PROBLEM: The records that follow must be repeated exactly, minus the images.

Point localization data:

· · ·

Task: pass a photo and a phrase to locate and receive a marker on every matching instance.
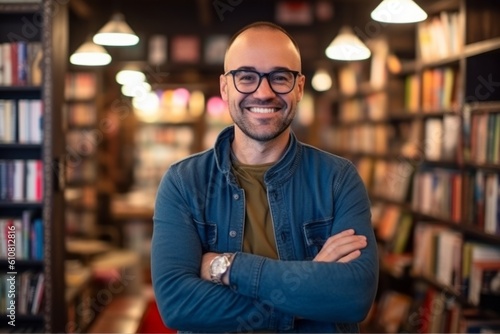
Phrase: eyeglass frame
(262, 75)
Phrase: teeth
(262, 110)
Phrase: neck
(252, 152)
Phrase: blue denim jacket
(312, 195)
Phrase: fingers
(342, 247)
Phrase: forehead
(263, 49)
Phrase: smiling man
(263, 232)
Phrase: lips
(262, 110)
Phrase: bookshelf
(82, 140)
(31, 91)
(426, 144)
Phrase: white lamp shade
(90, 54)
(116, 33)
(347, 46)
(137, 90)
(130, 76)
(398, 11)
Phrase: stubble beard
(252, 131)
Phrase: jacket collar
(278, 173)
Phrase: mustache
(253, 102)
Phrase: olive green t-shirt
(258, 237)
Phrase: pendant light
(347, 46)
(321, 81)
(90, 54)
(116, 33)
(398, 11)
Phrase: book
(392, 310)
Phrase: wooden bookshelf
(47, 21)
(433, 164)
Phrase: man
(262, 232)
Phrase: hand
(342, 247)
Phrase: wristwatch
(219, 266)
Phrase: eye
(281, 77)
(246, 77)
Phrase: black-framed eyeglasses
(248, 81)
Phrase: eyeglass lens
(249, 81)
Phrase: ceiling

· · ·

RESULT FOR THIS EXERCISE:
Task: pass a photo and a phrase to locate and receive a marker on every matching instance.
Phrase: eyeglass frame
(262, 75)
Phrase: teeth
(262, 110)
Phrase: neck
(252, 152)
Phrase: blue denim jacket
(312, 195)
Phrase: fingers
(342, 247)
Phrase: forehead
(263, 49)
Phrase: smiling man
(263, 232)
Phrase: lips
(262, 110)
Phrase: bookshelf
(82, 140)
(31, 91)
(426, 144)
Phrase: white lamp shade
(90, 54)
(116, 33)
(347, 46)
(137, 90)
(130, 76)
(398, 11)
Phrase: stubble beard
(252, 131)
Phrase: jacket collar
(278, 173)
Phrase: mustache
(253, 102)
Phrase: olive green t-shirt
(258, 237)
Phrase: pendant light
(347, 46)
(321, 81)
(90, 54)
(116, 33)
(398, 11)
Phrase: book
(392, 310)
Phrase: wooden bookshelf
(47, 21)
(433, 164)
Phrase: man
(262, 232)
Phrase: hand
(342, 247)
Phrase: wristwatch
(219, 266)
Phrase: eye
(281, 77)
(246, 77)
Phrase: black-framed eyeglasses
(248, 81)
Phrase: eyeglass lens
(249, 81)
Phrase: ceiling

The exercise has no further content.